# READING TEXT:
☆ ☆ ☆ ☆ ☆ ☆ ☆

It is unacceptable that young women who assert themselves are paying with their lives. Combating the conservative backlash with laws is not the solution

#dnaEdit: No honour in killing

The alleged “honour” killing of a 21-year-old woman, who married outside her caste, by her parents in Delhi points to the pervasiveness of such evils irrespective of social or educational progress. It did not matter to the murdered woman’s parents that their daughter was educated at a top college — Sri Venkateswara College — in the national capital, or that her husband had a government job. That she dared to step out of the boundaries erected by caste endogamy made it a crime for which she deserved no pardon. When parents murder their children for exercising their prerogative to choose their partners, it poses serious questions about our tryst with modernity and the ways in which gender violence plays out, even in conjunction with caste consciousness. From female foeticide to infanticide to denying adequate nutrition and education to the girl child, or arranging their marriages, to dowry harassment and marital rape, gender violence assumes many avatars within a woman’s life and the four walls of a family, which all but efface it from public view. The agencies of the State have attempted to respond but achieved little. The time has come for evolving better strategies to tackle gender issues.

☆ ☆ ☆ ☆ ☆ ☆ ☆

Copy out the entire piece on honour killing, word for word.

☆ ☆ ☆ ☆ ☆ ☆ ☆

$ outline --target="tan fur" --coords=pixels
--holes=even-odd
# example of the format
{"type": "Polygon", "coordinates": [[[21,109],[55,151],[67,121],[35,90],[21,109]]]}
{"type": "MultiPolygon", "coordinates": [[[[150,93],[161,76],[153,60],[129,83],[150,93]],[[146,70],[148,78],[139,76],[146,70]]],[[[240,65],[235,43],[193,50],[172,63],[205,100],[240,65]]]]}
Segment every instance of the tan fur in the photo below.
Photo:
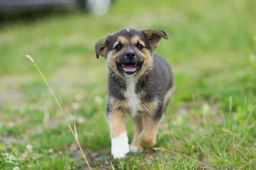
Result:
{"type": "Polygon", "coordinates": [[[140,108],[145,114],[153,117],[154,111],[157,107],[157,102],[156,101],[147,103],[143,102],[140,104],[140,108]]]}
{"type": "Polygon", "coordinates": [[[165,107],[166,106],[166,103],[168,101],[168,100],[170,99],[172,95],[173,91],[173,89],[172,89],[172,88],[171,88],[169,89],[166,93],[163,100],[163,106],[165,107]]]}
{"type": "Polygon", "coordinates": [[[113,110],[109,113],[108,120],[111,138],[116,138],[122,132],[125,132],[125,115],[124,109],[113,110]]]}
{"type": "MultiPolygon", "coordinates": [[[[123,50],[125,50],[125,48],[122,48],[121,50],[116,52],[114,49],[115,47],[119,44],[121,44],[125,46],[125,44],[129,43],[133,44],[134,46],[136,46],[137,45],[138,43],[141,44],[143,46],[145,46],[145,43],[137,35],[134,36],[130,40],[128,40],[126,37],[121,36],[117,38],[116,41],[114,43],[113,50],[108,52],[108,56],[107,57],[107,63],[108,66],[114,71],[115,73],[120,77],[124,78],[124,75],[117,70],[116,62],[118,59],[119,56],[119,54],[122,52],[123,50]]],[[[142,51],[136,48],[135,48],[134,49],[140,55],[144,62],[140,70],[139,71],[137,75],[135,75],[135,78],[139,79],[143,75],[147,69],[152,66],[153,64],[153,58],[151,56],[151,52],[148,49],[144,48],[142,51]]]]}
{"type": "Polygon", "coordinates": [[[144,74],[147,69],[150,68],[152,66],[153,58],[150,51],[145,48],[143,49],[142,52],[137,49],[136,52],[140,54],[144,62],[140,70],[137,75],[135,75],[138,78],[140,78],[144,74]]]}
{"type": "Polygon", "coordinates": [[[122,52],[125,50],[125,49],[122,49],[118,52],[116,52],[114,50],[108,52],[108,56],[107,56],[107,63],[108,65],[115,72],[115,73],[121,78],[123,78],[124,76],[117,70],[116,62],[119,57],[119,53],[122,52]]]}
{"type": "Polygon", "coordinates": [[[144,31],[144,34],[146,35],[150,46],[153,50],[158,46],[162,37],[166,39],[169,38],[165,30],[149,29],[144,31]]]}
{"type": "Polygon", "coordinates": [[[99,55],[102,57],[106,57],[108,51],[108,48],[106,42],[106,37],[102,38],[99,42],[96,50],[96,57],[99,58],[99,55]]]}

☆ ☆ ☆ ☆ ☆ ☆ ☆

# RESULT OF THIS TASK:
It is unacceptable that young women who assert themselves are paying with their lives. Combating the conservative backlash with laws is not the solution

#dnaEdit: No honour in killing

The alleged “honour” killing of a 21-year-old woman, who married outside her caste, by her parents in Delhi points to the pervasiveness of such evils irrespective of social or educational progress. It did not matter to the murdered woman’s parents that their daughter was educated at a top college — Sri Venkateswara College — in the national capital, or that her husband had a government job. That she dared to step out of the boundaries erected by caste endogamy made it a crime for which she deserved no pardon. When parents murder their children for exercising their prerogative to choose their partners, it poses serious questions about our tryst with modernity and the ways in which gender violence plays out, even in conjunction with caste consciousness. From female foeticide to infanticide to denying adequate nutrition and education to the girl child, or arranging their marriages, to dowry harassment and marital rape, gender violence assumes many avatars within a woman’s life and the four walls of a family, which all but efface it from public view. The agencies of the State have attempted to respond but achieved little. The time has come for evolving better strategies to tackle gender issues.